> OBJECTIVE: Locate every line of the material that contains the word "concrete" and copy each of those lines.

[Coordinate annotation entries]
+===+
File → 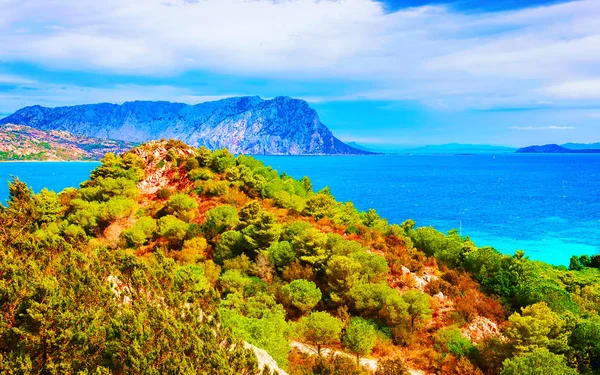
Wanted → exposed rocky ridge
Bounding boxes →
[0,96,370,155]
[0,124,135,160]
+===+
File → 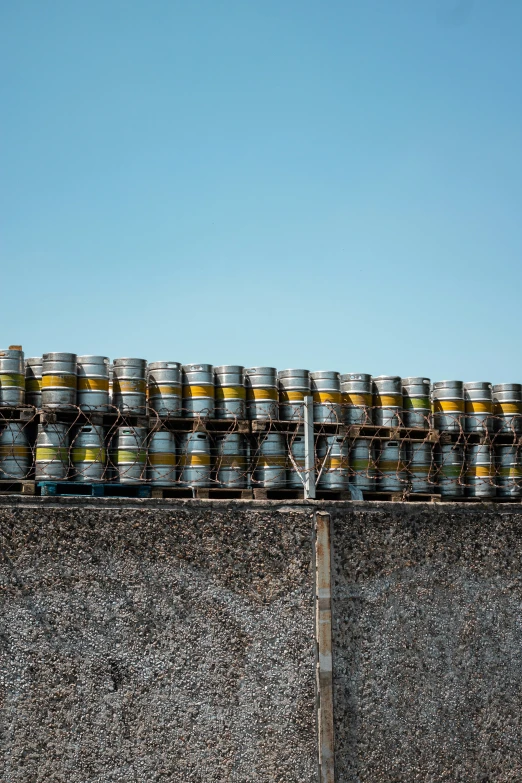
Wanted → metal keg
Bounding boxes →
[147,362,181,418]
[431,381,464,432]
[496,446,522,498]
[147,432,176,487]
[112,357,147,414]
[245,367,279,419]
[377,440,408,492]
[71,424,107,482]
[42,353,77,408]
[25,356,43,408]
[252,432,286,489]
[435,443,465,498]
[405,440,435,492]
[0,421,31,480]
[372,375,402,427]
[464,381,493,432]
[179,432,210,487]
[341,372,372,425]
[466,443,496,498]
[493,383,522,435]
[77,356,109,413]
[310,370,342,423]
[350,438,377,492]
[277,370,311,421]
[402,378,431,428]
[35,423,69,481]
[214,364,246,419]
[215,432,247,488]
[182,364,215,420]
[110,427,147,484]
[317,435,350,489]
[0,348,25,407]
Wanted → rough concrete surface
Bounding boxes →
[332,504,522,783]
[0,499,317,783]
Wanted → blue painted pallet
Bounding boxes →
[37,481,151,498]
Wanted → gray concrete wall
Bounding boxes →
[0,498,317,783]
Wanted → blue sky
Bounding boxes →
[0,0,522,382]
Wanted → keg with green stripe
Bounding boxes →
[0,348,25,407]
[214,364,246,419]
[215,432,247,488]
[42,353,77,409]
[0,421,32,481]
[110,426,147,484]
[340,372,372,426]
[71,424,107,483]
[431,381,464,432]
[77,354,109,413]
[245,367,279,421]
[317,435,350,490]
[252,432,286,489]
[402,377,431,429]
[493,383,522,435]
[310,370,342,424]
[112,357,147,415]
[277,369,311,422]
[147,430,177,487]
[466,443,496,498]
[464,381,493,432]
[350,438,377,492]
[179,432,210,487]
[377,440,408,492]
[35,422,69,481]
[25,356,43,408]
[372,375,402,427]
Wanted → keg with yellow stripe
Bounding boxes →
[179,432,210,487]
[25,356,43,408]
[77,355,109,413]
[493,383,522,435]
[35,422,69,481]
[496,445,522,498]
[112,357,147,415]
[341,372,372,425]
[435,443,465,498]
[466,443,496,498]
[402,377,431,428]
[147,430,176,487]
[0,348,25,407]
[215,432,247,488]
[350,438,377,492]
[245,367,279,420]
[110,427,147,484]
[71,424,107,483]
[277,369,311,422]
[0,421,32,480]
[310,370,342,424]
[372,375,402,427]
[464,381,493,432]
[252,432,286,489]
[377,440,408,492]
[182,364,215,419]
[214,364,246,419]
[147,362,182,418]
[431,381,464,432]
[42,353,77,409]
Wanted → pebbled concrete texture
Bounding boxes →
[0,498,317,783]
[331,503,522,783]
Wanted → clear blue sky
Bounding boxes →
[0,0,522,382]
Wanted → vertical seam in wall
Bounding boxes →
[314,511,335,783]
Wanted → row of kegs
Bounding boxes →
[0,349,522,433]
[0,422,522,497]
+===+
> RESPONSE BELOW:
Wanted → rough concrete surface
Wanted → gray concrete wall
Wanted → pebbled concrete texture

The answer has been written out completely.